■ AIM OF THE TASK ■
Reproduce the listing below line for line, keeping every character unchanged.

■ ROWS ■
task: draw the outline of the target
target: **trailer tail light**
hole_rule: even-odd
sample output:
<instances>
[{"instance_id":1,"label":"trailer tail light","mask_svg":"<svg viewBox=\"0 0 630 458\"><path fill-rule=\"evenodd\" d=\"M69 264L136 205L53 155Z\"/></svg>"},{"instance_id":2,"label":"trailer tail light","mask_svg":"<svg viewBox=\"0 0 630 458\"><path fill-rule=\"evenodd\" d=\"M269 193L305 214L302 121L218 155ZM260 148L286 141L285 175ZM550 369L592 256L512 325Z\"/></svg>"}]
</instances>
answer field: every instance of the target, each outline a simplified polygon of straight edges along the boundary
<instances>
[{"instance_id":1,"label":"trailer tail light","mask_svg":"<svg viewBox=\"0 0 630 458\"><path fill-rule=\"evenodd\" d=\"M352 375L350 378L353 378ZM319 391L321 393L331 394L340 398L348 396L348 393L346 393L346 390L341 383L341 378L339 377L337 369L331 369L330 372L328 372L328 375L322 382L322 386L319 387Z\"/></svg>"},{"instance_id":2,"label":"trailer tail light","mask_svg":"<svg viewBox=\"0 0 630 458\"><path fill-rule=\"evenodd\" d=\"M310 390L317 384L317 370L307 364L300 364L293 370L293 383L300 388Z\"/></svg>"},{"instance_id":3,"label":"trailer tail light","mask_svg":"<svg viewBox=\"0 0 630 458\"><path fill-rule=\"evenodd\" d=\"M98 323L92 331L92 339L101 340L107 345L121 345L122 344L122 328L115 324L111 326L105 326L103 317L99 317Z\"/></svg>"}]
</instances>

■ ANSWER TO THE PROBLEM ■
task: draw the outline of the target
target: **trailer tail light**
hole_rule: even-odd
sample output:
<instances>
[{"instance_id":1,"label":"trailer tail light","mask_svg":"<svg viewBox=\"0 0 630 458\"><path fill-rule=\"evenodd\" d=\"M69 264L136 205L53 155Z\"/></svg>"},{"instance_id":2,"label":"trailer tail light","mask_svg":"<svg viewBox=\"0 0 630 458\"><path fill-rule=\"evenodd\" d=\"M269 193L305 214L302 121L218 155ZM260 148L286 141L285 175ZM550 369L592 256L512 325Z\"/></svg>"}]
</instances>
answer field: every instance of the target, each outline a simplified polygon of straight edges along the boundary
<instances>
[{"instance_id":1,"label":"trailer tail light","mask_svg":"<svg viewBox=\"0 0 630 458\"><path fill-rule=\"evenodd\" d=\"M352 375L350 378L353 378ZM319 391L321 393L331 394L340 398L348 396L348 393L346 393L346 390L341 383L341 378L339 377L337 369L331 369L330 372L328 372L328 375L322 382L322 386L319 387Z\"/></svg>"},{"instance_id":2,"label":"trailer tail light","mask_svg":"<svg viewBox=\"0 0 630 458\"><path fill-rule=\"evenodd\" d=\"M310 390L317 384L317 370L307 364L300 364L293 370L293 383L300 388Z\"/></svg>"},{"instance_id":3,"label":"trailer tail light","mask_svg":"<svg viewBox=\"0 0 630 458\"><path fill-rule=\"evenodd\" d=\"M98 323L92 331L92 339L101 340L107 345L121 345L122 344L122 328L115 324L111 326L105 326L103 317L99 317Z\"/></svg>"}]
</instances>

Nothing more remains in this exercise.